- Work to complete
Rescale everything from the line containing "I need to verify whether any green metal" down to the line containing "[29,456,305,510]", both included. Write those lines out again, requests included, with each bounding-box coordinate in the answers multiplied by 0.6 and rounded to a whole number, halves up.

>> start Data shown

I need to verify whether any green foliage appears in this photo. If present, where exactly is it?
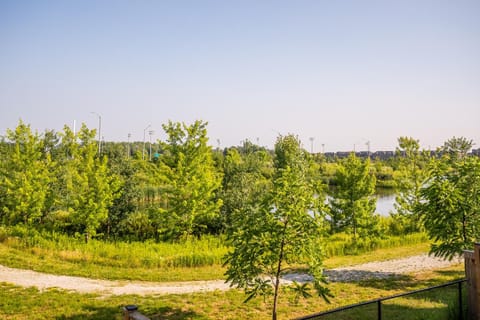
[0,121,55,226]
[221,141,273,229]
[226,135,328,319]
[416,138,480,258]
[159,121,222,239]
[51,125,119,241]
[330,153,378,241]
[392,137,430,233]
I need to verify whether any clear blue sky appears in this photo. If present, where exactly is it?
[0,0,480,151]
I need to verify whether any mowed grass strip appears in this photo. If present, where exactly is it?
[0,229,429,282]
[0,265,464,320]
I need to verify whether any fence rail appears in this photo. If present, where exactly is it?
[296,279,467,320]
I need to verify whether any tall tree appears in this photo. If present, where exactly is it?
[330,152,378,241]
[0,121,54,226]
[416,138,480,258]
[226,135,329,320]
[392,137,430,232]
[221,142,273,232]
[159,121,222,238]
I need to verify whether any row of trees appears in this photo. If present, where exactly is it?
[0,121,480,255]
[0,121,480,319]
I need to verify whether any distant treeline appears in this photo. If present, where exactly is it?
[0,121,479,250]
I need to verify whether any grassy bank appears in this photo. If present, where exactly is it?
[0,266,463,320]
[0,228,429,281]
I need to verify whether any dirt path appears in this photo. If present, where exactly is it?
[0,255,462,295]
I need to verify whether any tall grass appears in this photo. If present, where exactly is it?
[0,227,228,268]
[323,233,429,257]
[0,226,428,269]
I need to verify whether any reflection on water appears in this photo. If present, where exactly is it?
[375,193,395,216]
[325,189,395,217]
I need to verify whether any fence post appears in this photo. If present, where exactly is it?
[464,243,480,320]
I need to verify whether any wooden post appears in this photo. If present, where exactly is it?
[464,243,480,320]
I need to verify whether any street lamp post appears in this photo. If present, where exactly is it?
[90,111,102,155]
[127,133,132,159]
[142,125,151,160]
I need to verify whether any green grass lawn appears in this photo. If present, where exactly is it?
[0,228,464,320]
[0,265,464,320]
[0,226,429,282]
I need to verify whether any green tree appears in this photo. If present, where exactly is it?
[0,121,54,226]
[159,121,222,238]
[392,137,430,233]
[330,152,378,241]
[226,135,329,320]
[106,157,145,236]
[416,138,480,258]
[53,124,119,241]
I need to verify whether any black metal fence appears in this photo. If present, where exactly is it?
[297,279,467,320]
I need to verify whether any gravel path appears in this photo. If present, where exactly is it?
[0,255,463,295]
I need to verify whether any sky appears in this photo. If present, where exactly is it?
[0,0,480,152]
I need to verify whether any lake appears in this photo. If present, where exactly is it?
[375,192,395,217]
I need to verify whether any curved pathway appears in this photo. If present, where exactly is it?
[0,255,462,295]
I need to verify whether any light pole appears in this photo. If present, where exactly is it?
[148,130,155,161]
[127,133,132,159]
[90,111,102,155]
[142,125,151,160]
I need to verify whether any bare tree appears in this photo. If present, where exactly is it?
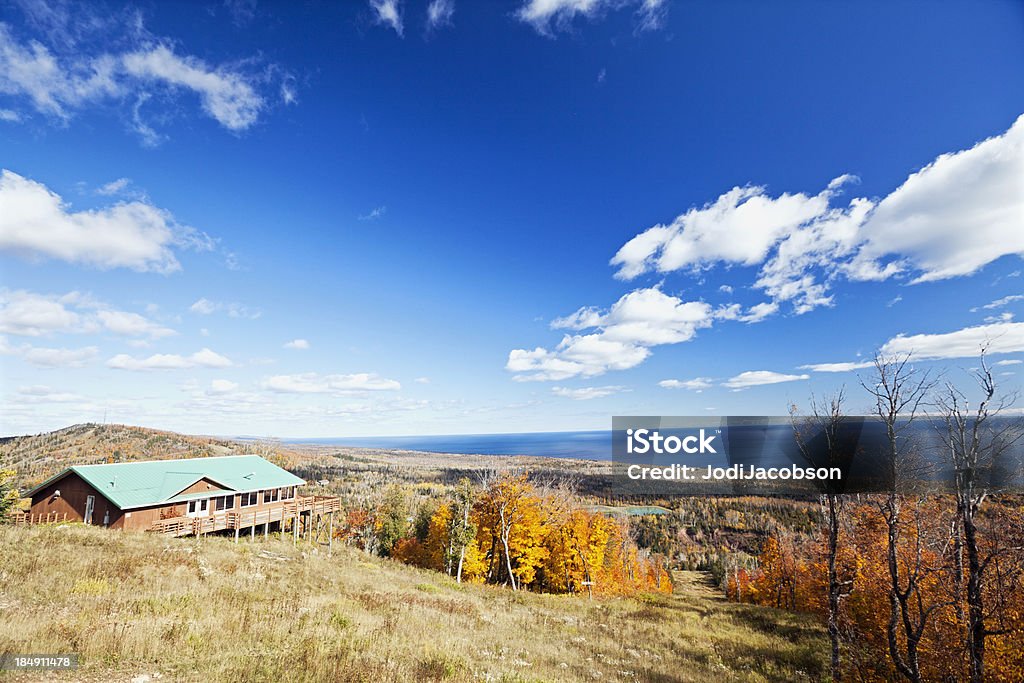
[794,388,853,681]
[936,347,1024,683]
[449,477,476,584]
[860,354,940,683]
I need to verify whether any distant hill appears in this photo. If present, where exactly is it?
[0,524,827,683]
[0,423,293,487]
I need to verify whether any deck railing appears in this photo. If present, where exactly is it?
[9,510,68,525]
[148,496,341,536]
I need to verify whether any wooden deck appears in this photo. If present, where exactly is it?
[9,510,68,525]
[147,496,341,537]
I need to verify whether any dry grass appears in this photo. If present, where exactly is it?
[0,525,826,683]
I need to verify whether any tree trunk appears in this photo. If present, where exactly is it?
[964,501,987,683]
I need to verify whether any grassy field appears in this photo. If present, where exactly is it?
[0,525,826,683]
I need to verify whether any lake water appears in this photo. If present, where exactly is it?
[288,430,611,460]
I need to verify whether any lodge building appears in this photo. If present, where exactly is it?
[25,456,339,539]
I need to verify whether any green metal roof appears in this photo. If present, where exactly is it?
[29,456,305,510]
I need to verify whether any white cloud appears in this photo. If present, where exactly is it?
[971,294,1024,312]
[122,45,264,131]
[881,323,1024,360]
[0,290,86,337]
[800,361,874,373]
[516,0,665,35]
[106,348,233,371]
[96,178,131,197]
[505,287,713,381]
[657,377,714,393]
[736,301,778,323]
[725,370,810,389]
[96,310,177,339]
[210,380,239,394]
[850,116,1024,283]
[0,290,177,339]
[263,373,401,393]
[551,386,626,400]
[370,0,402,37]
[0,17,274,137]
[427,0,455,29]
[0,337,99,368]
[610,116,1024,319]
[611,186,828,280]
[188,298,263,321]
[356,206,387,220]
[0,170,213,273]
[17,384,85,403]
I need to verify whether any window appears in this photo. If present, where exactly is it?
[188,498,210,517]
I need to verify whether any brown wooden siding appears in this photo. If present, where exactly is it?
[32,472,121,526]
[31,479,299,531]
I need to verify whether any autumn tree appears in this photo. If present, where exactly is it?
[449,477,476,584]
[790,388,853,681]
[936,347,1022,683]
[860,354,937,683]
[376,484,409,557]
[0,470,19,522]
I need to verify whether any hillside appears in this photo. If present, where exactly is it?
[0,525,826,683]
[0,424,303,486]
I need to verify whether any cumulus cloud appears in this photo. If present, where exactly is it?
[881,323,1024,360]
[551,386,626,400]
[0,290,84,337]
[370,0,403,37]
[106,348,233,372]
[0,290,177,339]
[610,117,1024,314]
[356,206,387,220]
[263,373,401,394]
[188,298,263,321]
[800,360,874,373]
[516,0,665,36]
[427,0,455,30]
[971,294,1024,313]
[725,370,810,389]
[657,377,713,393]
[210,380,239,394]
[505,287,713,381]
[0,170,213,273]
[121,45,264,131]
[0,17,276,141]
[0,337,99,368]
[17,384,85,403]
[848,116,1024,283]
[96,310,177,339]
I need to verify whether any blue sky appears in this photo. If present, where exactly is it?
[0,0,1024,437]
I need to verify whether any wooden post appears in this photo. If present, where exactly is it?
[327,510,334,555]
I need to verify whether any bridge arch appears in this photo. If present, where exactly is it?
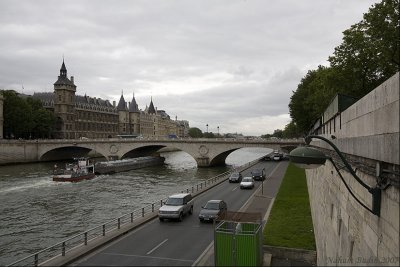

>> end Data shown

- The solution
I need to verify whether any green metal roof appears in this photo. If present, where exactly is it?
[17,274,183,306]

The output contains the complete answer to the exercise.